En attendant la nuit met en scène un adolescent qui, pour survivre, a besoin de sang humain. Comment est né ce projet ?
Céline Rouzet : Ce film est né d’un drame personnel : pendant que j’étais en train de développer un projet de documentaire, mon frère qui est né différent et a, dans sa vie, beaucoup subi le rejet des autres, est décédé. J’ai eu envie de transcender ce chagrin, mais plus encore mon impuissance et ma colère face à cette injustice, … Avec William [Martin], nous nous connaissons depuis nos années lycée à Annecy. Nous avons grandi et d’une certaine manière nous nous sommes construits ensemble. J’en ai donc spontanément parlé avec lui. Tout de suite, il m’a assuré que je n’arriverais pas à traiter ce sujet de manière réaliste ou naturaliste. Et puis, alors que je commençais l’atelier de scénario de la Fémis, j’ai eu un déclic : passer par la figure du vampire. Elle ne vient pas de nulle part : enfant, mon frère nous expliquait que des vampires venaient lui parler tous les soirs. Il était au départ évidemment terrifié et puis, au fil du temps, il avait fini par développer une passion pour ces créatures qui, au fond, comme lui, sont condamnées à vivre dans l’ombre. Il s’était alors mis à regarder tous les films de vampires existants. De mon côté, j’ai tout de suite compris que faire de Philémon, mon jeune héros, un vampire allait me permettre d’avoir la distance nécessaire par rapport à mon histoire personnelle.
Comment avez-vous travaillé ensemble ?
William Martin : Il fallait aller au-delà du concept et de la métaphore en construisant un récit. Notre première idée a été de le découper en trois parties. Trois étapes de la vie du personnage : son enfance, son adolescence puis l’âge adulte.
CR : Une sorte de Moonlight [de Barry Jenkins, 2016 – ndlr] même si le film n’était pas encore sorti à l’époque. Puis, en revoyant Brazil, [de Terry Gilliam, 1985 – ndlr] j’ai eu l’idée d’en faire un film de science-fiction complètement délirant ! Mais nous n’en étions alors qu’à l’étape du traitement.

Extraits d'un jeu de données d'annotation de positions:
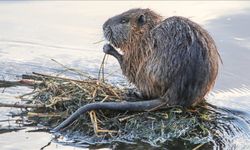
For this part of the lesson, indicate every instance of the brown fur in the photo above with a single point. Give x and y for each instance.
(143, 63)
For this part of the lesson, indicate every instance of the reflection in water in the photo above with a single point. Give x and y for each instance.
(66, 31)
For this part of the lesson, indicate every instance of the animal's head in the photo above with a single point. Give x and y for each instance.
(124, 28)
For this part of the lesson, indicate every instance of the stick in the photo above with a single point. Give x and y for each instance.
(16, 105)
(62, 78)
(23, 82)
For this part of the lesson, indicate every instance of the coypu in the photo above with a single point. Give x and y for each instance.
(171, 62)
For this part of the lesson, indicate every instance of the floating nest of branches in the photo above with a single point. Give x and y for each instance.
(55, 97)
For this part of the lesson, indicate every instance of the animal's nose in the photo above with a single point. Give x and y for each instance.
(106, 24)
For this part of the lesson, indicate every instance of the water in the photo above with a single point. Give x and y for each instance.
(34, 32)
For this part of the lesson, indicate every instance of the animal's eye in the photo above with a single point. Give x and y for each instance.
(142, 20)
(124, 20)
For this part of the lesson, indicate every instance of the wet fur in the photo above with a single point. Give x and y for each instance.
(173, 59)
(171, 62)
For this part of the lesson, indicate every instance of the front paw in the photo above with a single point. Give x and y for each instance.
(107, 49)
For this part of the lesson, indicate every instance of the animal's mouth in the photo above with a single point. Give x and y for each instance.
(108, 34)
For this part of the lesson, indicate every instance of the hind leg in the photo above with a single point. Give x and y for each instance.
(108, 49)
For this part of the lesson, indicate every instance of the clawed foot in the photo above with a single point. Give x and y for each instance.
(108, 49)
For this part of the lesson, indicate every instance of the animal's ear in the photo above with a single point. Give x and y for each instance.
(142, 19)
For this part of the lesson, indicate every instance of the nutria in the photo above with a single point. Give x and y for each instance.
(171, 62)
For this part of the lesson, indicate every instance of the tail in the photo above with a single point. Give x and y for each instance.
(123, 106)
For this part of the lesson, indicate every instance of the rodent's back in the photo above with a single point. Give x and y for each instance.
(173, 59)
(183, 65)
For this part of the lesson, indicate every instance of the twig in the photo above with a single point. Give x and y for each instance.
(32, 114)
(23, 82)
(73, 70)
(16, 105)
(62, 78)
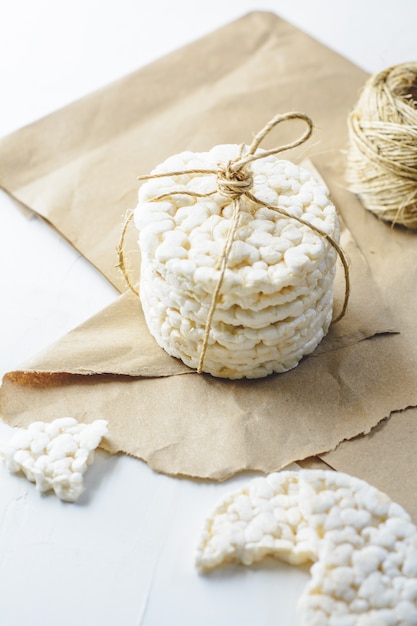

# Consignes
1. D'après l'entretien :
(a) Depuis quelle période et dans quelle ville Céline Rouzet et William Martin se connaissent-ils ?
(b) Qu'expliquait le frère de Céline Rouzet lorsqu'il était enfant ?
(c) En combien de parties les auteurs ont-ils d'abord eu l'idée de découper leur récit ?
2. Recopiez tel quel le passage des lignes fournies qui va de la ligne contenant « of the nutria » jusqu'à la fin de ces lignes, les deux bornes comprises. Laissez les images de côté.
L'entretien et les lignes n'ont aucun rapport entre eux.

# Réponses attendues
1.
(a) Depuis leurs années de lycée, à Annecy.
(b) Il expliquait que des vampires venaient lui parler tous les soirs.
(c) En trois parties.

2.
For this part of the lesson, indicate every instance of the nutria in the photo above with a single point. Give x and y for each instance.
(171, 62)
For this part of the lesson, indicate every instance of the tail in the photo above with a single point. Give x and y for each instance.
(123, 106)
For this part of the lesson, indicate every instance of the rodent's back in the photo above with a single point. Give x and y for each instance.
(173, 59)
(183, 65)
For this part of the lesson, indicate every instance of the twig in the photo above with a single point. Give x and y for each instance.
(32, 114)
(23, 82)
(73, 70)
(16, 105)
(62, 78)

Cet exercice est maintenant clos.